Retype every one of the records below word for word, leaving out the pictures.
══════════════════════════════
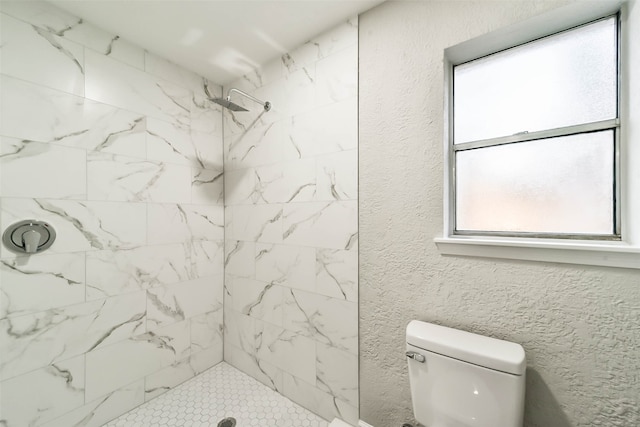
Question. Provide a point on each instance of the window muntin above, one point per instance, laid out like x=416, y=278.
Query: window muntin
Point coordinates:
x=562, y=80
x=552, y=102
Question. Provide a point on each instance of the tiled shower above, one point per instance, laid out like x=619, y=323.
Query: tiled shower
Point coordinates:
x=186, y=235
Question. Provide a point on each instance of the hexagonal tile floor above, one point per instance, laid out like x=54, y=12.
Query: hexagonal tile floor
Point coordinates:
x=221, y=392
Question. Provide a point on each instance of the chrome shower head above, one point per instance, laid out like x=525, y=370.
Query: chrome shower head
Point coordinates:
x=228, y=104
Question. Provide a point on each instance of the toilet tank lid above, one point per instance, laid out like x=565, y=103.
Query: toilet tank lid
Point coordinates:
x=489, y=352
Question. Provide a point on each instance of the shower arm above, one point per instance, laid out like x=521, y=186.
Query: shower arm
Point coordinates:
x=266, y=105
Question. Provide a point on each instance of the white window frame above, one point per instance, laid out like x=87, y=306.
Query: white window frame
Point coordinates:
x=622, y=253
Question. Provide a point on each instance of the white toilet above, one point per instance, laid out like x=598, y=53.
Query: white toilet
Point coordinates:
x=460, y=379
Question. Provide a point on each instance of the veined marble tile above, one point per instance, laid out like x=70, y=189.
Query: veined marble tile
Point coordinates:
x=118, y=84
x=114, y=366
x=38, y=55
x=167, y=70
x=207, y=187
x=240, y=187
x=290, y=266
x=262, y=371
x=171, y=304
x=63, y=24
x=260, y=145
x=31, y=284
x=321, y=224
x=337, y=273
x=43, y=394
x=337, y=76
x=239, y=258
x=240, y=331
x=300, y=89
x=81, y=226
x=337, y=373
x=118, y=272
x=35, y=169
x=291, y=352
x=207, y=330
x=329, y=42
x=256, y=299
x=119, y=178
x=167, y=378
x=171, y=223
x=320, y=402
x=35, y=340
x=202, y=360
x=167, y=142
x=37, y=113
x=256, y=223
x=337, y=176
x=326, y=320
x=309, y=135
x=103, y=409
x=286, y=182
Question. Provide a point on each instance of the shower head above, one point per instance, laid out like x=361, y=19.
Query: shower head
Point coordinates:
x=226, y=102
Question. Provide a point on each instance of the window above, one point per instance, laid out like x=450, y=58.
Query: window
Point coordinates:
x=542, y=124
x=534, y=138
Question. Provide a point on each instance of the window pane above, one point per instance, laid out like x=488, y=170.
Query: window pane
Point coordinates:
x=557, y=185
x=562, y=80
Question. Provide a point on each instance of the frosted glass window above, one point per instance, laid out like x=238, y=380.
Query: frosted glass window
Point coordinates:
x=562, y=80
x=559, y=185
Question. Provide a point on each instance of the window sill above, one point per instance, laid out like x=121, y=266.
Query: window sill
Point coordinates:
x=614, y=254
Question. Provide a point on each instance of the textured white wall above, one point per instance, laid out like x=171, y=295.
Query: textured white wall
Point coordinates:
x=121, y=152
x=579, y=325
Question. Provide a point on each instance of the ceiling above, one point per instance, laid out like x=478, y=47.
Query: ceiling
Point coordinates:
x=218, y=39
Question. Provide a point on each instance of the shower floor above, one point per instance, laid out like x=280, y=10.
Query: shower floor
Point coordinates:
x=220, y=392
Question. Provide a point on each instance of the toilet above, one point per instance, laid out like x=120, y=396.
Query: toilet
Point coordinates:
x=460, y=379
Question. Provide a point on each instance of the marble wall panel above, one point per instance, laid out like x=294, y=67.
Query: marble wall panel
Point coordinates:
x=43, y=394
x=36, y=113
x=122, y=153
x=52, y=61
x=35, y=169
x=30, y=284
x=99, y=411
x=34, y=340
x=112, y=367
x=291, y=226
x=176, y=223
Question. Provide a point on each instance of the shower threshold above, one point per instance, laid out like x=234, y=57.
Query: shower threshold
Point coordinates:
x=219, y=393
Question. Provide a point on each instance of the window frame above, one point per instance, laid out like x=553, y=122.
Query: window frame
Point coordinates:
x=610, y=124
x=617, y=252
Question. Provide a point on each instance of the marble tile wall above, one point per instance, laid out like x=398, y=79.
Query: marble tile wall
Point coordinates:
x=122, y=153
x=291, y=240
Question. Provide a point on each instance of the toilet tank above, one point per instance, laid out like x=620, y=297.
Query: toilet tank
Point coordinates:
x=460, y=379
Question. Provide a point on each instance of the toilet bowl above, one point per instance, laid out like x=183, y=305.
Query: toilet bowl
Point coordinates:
x=461, y=379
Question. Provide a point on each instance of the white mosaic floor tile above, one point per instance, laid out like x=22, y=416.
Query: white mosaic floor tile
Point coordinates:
x=218, y=393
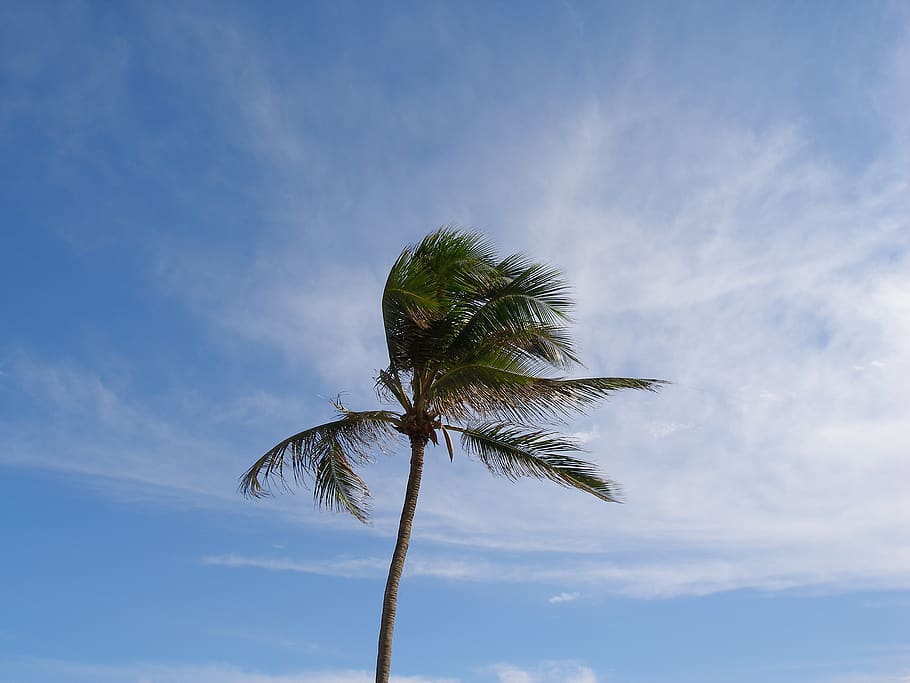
══════════════════════════════
THE SOLUTION |
Question. Provide a point on each instance of the window muntin above, one point per instance, laid out like x=416, y=278.
Query: window muntin
Point coordinates:
x=562, y=80
x=552, y=102
Question. Provide a point on each instance of the tiled shower above, one point per instance, laid out like x=619, y=323.
Query: tiled shower
Point coordinates:
x=186, y=235
Question. Provide a point on each instance of the hexagonal tile floor above, one point per instance, laid out like x=54, y=12.
Query: hexagonal tile floor
Point coordinates:
x=221, y=392
Question. Provide a point on each instance of the chrome shower head above, one point per instance, laid out like x=525, y=370.
Query: chrome shower head
Point coordinates:
x=228, y=104
Question. Provide a point on each instance of the toilet tank lid above, one point per instance, laid out like x=565, y=103.
Query: toilet tank lid
Point coordinates:
x=489, y=352
Question. Provide a point on each instance of the shower arm above, one point per instance, laid out like x=521, y=186.
Query: shower arm
Point coordinates:
x=266, y=105
Question. Provide a point on each instance of the white window frame above, one point per instance, laid out like x=87, y=306.
Query: white window frame
Point coordinates:
x=622, y=253
Question. Provide a point on each instance of the white toilet above, one point per instance, laid out like x=598, y=53.
Query: white toilet
Point coordinates:
x=460, y=379
Question. Provide a point on each instance of the veined marble tile above, one point per instance, laid out like x=70, y=189.
Query: veined marble tile
Point coordinates:
x=118, y=84
x=114, y=366
x=38, y=55
x=167, y=70
x=207, y=187
x=240, y=187
x=290, y=266
x=262, y=371
x=171, y=304
x=63, y=24
x=260, y=145
x=31, y=284
x=321, y=224
x=337, y=273
x=43, y=394
x=337, y=76
x=239, y=258
x=240, y=331
x=300, y=89
x=81, y=226
x=337, y=373
x=118, y=272
x=35, y=169
x=291, y=352
x=207, y=330
x=329, y=42
x=256, y=299
x=119, y=178
x=167, y=378
x=171, y=223
x=320, y=402
x=35, y=340
x=202, y=360
x=167, y=142
x=37, y=113
x=256, y=223
x=337, y=176
x=326, y=320
x=309, y=135
x=103, y=409
x=286, y=182
Question. Provide a point on each instance of the shower head above, one point per instance, laid out like x=361, y=19.
Query: shower head
Point coordinates:
x=226, y=102
Question. Provide a point on each instance of the window above, one point per instance, laid out like x=450, y=58.
Query: window
Point coordinates:
x=542, y=124
x=534, y=138
Question. Provide a point on each instance of the window pane above, one point per instance, laid out like x=488, y=170.
Query: window pane
Point coordinates:
x=557, y=185
x=562, y=80
Question. Provide a point on each instance of the frosted glass window above, one point per instance, laid out like x=238, y=380.
Query: frosted glass window
Point coordinates:
x=562, y=80
x=559, y=185
Question. Provide a point on each instance of the window sill above, one point per instance, laid out like x=121, y=266.
Query: window sill
Point coordinates:
x=614, y=254
Question. Provide a point on each instance of the textured white wall above, one point per instance, laid out like x=171, y=295.
Query: textured white wall
Point coordinates:
x=121, y=152
x=579, y=325
Question. Provide a point on each instance of the ceiling above, one point per instance, laid out like x=478, y=47.
Query: ceiling
Point coordinates:
x=218, y=39
Question. Provide a point on each instance of the shower floor above, one point per instance, laid out like x=280, y=10.
Query: shower floor
Point coordinates:
x=220, y=392
Question. Provide a point on each instance of the toilet above, one point per instance, laid out like x=120, y=396.
Query: toilet
Point coordinates:
x=460, y=379
Question. Provide a point on each instance of the marble wall panel above, one point per instance, laid out like x=294, y=67.
Query: marble wall panel
Point coordinates:
x=43, y=394
x=36, y=113
x=122, y=153
x=52, y=61
x=35, y=169
x=30, y=284
x=99, y=411
x=34, y=340
x=112, y=367
x=291, y=226
x=176, y=223
Question. Provide a point on each instance of the shower threshold above, one point per instance, laid out like x=234, y=57.
Query: shower threshold
Point coordinates:
x=219, y=393
Question. Provide a point on each instance of the window frame above, one point per instance, laid out like x=553, y=122.
Query: window frame
Point coordinates:
x=610, y=124
x=617, y=252
Question. Provide a point on each instance of the marble tile wall above, one point per instance, laid out like x=398, y=79.
Query: marble tile wall
Point coordinates:
x=122, y=153
x=291, y=240
Question. Provide a point on each instance of the toilet tank above, one point per instance, laid out like x=620, y=297.
Query: toilet tank
Point coordinates:
x=460, y=379
Question. Provide a point on each instance of the toilet bowl above, one point per instance, laid out like x=183, y=305.
Query: toilet bowl
Point coordinates:
x=461, y=379
Question. Provide a point on each instance of the white mosaic floor tile above, one point per instance, laid out like x=22, y=416.
Query: white mosaic floor tile
Point coordinates:
x=218, y=393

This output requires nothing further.